* Exercise instructions
Pictures in the data must not be copied, but everything else should be output exactly.

========================

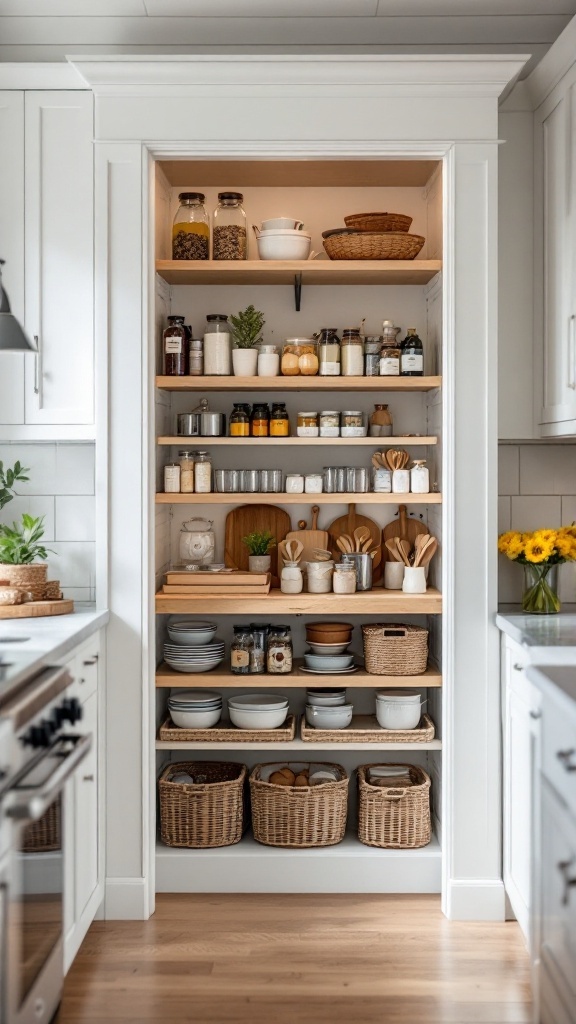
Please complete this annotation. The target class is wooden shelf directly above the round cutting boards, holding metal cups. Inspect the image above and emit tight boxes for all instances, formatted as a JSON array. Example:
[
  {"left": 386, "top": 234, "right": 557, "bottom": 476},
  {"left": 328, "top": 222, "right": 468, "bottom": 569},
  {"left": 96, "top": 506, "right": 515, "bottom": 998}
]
[{"left": 156, "top": 490, "right": 442, "bottom": 505}]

========================

* Response below
Please complete this annotation. The target class is wooden shelf directly above the round cutting boards, holding metal cups. Inspect the image above and emit tight boxes for all instances, formatted as a JSON array. Example:
[
  {"left": 386, "top": 234, "right": 557, "bottom": 476},
  {"left": 328, "top": 222, "right": 468, "bottom": 569},
  {"left": 96, "top": 506, "right": 515, "bottom": 998}
]
[{"left": 156, "top": 490, "right": 442, "bottom": 505}]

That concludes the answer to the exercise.